# [SOURCE]
- - - - - - -
That comment seems inconsistent, either have then all aligned or move
all register names left.

But yeah, I think this is more or less what we ended up with last time I
went through this.

> +	} sl;
> +
> +	cpuid_subleaf(leaf, subleaf, &sl);
> +
> +	if (!sl.num_processors || sl.type == INVALID_TYPE)
> +		return false;
> +
> +	if (sl.type >= maxtype) {
> +		/*
> +		 * As the subleafs are ordered in domain level order, this
> +		 * could be recovered in theory by propagating the
> +		 * information at the last parsed level.
> +		 *
> +		 * But if the infinite wisdom of hardware folks decides to
> +		 * create a new domain type between CORE and MODULE or DIE
> +		 * and DIEGRP, then that would overwrite the CORE or DIE
> +		 * information.
> +		 *
> +		 * It really would have been too obvious to make the domain
> +		 * type space sparse and leave a few reserved types between
> +		 * the points which might change instead of forcing
> +		 * software to either create a monstrosity of workarounds
> +		 * or just being up the creek without a paddle.
> +		 *
> +		 * Refuse to implement monstrosity, emit an error and try
> +		 * to survive.
> +		 */
> +		pr_err_once("Topology: leaf 0x%x:%d Unknown domain type %u\n",
> +			    leaf, subleaf, sl.type);
> +		return true;
> +	}
> +
> +	dom = topo_domain_map[sl.type];
> +	if (!dom) {
> +		tscan->c->topo.initial_apicid = sl.x2apic_id;
> +	} else if (tscan->c->topo.initial_apicid != sl.x2apic_id) {
> +		pr_warn_once(FW_BUG "CPUID leaf 0x%x subleaf %d APIC ID mismatch %x != %x\n",
> +			     leaf, subleaf, tscan->c->topo.initial_apicid, sl.x2apic_id);
> +	}
> +
> +	topology_set_dom(tscan, dom, sl.x2apic_shift, sl.num_processors);
> +	return true;
> +}
> +
> +static bool parse_topology_leaf(struct topo_scan *tscan, u32 leaf)
> +{
> +	u32 subleaf;
> +
> +	if (tscan->c->cpuid_level < leaf)
> +		return false;
> +
> +	/* Read all available subleafs and populate the levels */
> +	for (subleaf = 0; topo_subleaf(tscan, leaf, subleaf); subleaf++);

Personally I prefer:

	for (;;)
		;

that is, have the semicolon on it's own line, but meh.

> +
> +	/* If subleaf 0 failed to parse, give up */
> +	if (!subleaf)
> +		return false;
> +
> +	/*
> +	 * There are machines in the wild which have shift 0 in the subleaf
> +	 * 0, but advertise 2 logical processors at that level. They are
> +	 * truly SMT.
- - - - - - -
# [GIVEN DATA]

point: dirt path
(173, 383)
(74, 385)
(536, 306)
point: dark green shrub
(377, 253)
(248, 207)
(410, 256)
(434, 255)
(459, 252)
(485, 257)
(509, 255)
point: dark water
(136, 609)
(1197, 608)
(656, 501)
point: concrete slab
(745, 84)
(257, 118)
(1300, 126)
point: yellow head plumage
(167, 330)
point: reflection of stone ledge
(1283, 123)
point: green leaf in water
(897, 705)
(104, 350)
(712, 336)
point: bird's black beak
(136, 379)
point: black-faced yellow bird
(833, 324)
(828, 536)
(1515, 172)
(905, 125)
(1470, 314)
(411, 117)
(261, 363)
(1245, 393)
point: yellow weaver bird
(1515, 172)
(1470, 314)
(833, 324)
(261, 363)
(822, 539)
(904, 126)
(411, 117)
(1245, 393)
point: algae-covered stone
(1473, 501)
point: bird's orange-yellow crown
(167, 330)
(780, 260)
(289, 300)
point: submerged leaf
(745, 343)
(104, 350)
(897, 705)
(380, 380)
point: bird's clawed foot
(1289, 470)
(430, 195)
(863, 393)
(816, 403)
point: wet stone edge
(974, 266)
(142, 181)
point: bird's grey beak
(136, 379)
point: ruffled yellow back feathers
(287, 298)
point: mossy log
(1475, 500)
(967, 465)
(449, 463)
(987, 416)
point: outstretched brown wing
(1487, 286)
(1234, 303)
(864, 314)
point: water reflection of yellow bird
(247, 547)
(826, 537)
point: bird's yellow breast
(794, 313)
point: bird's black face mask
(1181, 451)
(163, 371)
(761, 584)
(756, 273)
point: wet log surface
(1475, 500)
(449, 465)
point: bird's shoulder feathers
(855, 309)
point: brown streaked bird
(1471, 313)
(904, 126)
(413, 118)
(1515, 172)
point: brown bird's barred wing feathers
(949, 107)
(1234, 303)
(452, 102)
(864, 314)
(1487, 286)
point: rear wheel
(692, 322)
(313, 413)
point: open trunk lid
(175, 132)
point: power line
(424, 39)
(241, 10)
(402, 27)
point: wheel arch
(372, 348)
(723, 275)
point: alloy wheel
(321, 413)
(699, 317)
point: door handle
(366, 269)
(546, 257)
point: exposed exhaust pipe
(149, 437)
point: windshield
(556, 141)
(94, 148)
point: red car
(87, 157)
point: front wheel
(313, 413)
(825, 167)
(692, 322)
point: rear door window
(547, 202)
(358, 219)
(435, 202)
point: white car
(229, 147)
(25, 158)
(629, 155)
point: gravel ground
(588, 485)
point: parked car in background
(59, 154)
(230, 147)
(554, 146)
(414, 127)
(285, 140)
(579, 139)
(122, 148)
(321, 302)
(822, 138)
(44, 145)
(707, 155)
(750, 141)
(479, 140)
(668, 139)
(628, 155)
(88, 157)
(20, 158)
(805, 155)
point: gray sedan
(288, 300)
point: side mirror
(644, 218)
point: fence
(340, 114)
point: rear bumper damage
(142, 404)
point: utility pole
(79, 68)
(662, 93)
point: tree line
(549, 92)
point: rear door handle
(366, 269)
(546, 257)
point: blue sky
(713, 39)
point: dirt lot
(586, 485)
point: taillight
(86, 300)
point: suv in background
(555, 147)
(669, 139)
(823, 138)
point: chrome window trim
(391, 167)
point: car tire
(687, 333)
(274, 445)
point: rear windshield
- - - - - - -
# [STATED PROBLEM]
Please reproduce the patch review word for word from "But yeah, I" to "sl.type == INVALID_TYPE)". The entries come from a different source than the patch review.

# [TASK OUTPUT]
But yeah, I think this is more or less what we ended up with last time I
went through this.

> +	} sl;
> +
> +	cpuid_subleaf(leaf, subleaf, &sl);
> +
> +	if (!sl.num_processors || sl.type == INVALID_TYPE)